== Exercise brief ==
Which lines in the listing below contain the word "pole"? Copy each of them.

Excerpts from location labeling data
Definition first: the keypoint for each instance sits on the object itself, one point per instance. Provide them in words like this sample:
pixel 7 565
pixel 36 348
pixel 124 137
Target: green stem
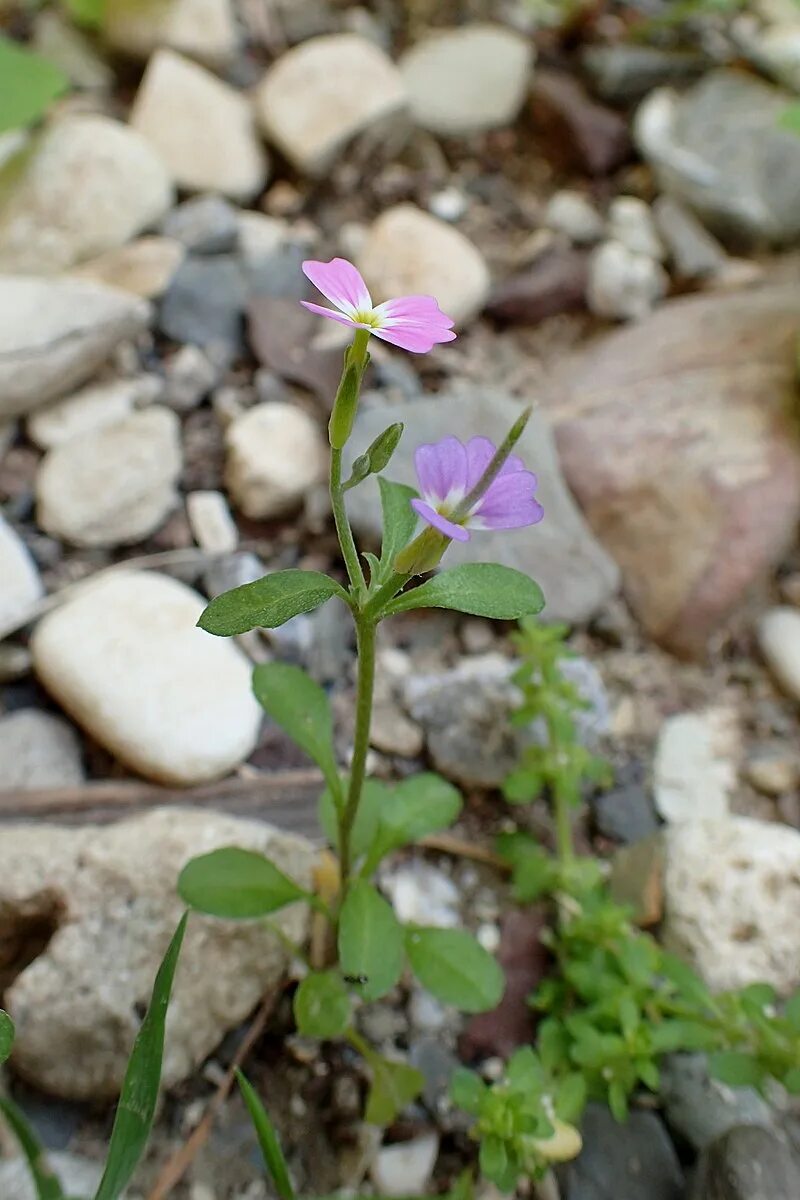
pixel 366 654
---
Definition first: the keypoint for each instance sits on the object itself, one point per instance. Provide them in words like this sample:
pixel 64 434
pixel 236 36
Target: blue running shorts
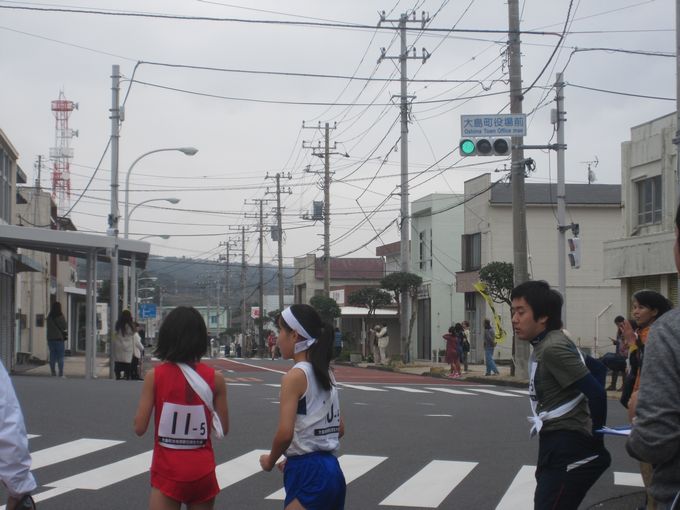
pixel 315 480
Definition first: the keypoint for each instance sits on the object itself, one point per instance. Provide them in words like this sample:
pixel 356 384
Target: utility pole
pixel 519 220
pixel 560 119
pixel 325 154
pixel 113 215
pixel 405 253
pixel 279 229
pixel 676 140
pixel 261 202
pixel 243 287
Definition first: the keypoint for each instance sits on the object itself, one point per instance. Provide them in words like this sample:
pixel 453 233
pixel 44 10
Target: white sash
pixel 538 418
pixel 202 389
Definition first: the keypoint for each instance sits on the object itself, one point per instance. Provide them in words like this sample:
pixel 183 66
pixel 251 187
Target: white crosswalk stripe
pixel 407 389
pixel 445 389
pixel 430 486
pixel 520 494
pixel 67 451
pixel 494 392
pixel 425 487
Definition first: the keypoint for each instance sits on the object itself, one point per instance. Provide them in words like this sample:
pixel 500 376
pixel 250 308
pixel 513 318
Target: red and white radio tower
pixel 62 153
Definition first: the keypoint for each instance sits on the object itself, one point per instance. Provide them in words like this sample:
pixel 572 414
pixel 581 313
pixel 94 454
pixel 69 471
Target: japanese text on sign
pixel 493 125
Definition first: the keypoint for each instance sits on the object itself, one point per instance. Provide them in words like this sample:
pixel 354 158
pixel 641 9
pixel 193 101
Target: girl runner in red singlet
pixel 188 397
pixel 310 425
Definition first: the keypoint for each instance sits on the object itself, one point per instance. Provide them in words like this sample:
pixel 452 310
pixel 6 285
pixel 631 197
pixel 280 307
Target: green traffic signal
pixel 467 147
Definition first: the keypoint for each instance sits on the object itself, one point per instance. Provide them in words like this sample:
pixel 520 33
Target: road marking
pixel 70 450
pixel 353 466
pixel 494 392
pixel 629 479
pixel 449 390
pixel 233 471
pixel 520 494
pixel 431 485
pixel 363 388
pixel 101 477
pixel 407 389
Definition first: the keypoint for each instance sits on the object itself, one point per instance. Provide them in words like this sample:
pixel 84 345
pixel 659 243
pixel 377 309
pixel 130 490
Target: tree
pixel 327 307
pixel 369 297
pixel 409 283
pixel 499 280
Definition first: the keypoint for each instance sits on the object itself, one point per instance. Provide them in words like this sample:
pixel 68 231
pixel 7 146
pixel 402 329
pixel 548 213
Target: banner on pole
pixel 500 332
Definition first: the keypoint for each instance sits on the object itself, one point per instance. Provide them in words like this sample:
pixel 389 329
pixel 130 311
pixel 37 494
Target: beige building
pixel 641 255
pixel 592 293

== Exercise solution ==
Target: utility pole
Target: banner on pole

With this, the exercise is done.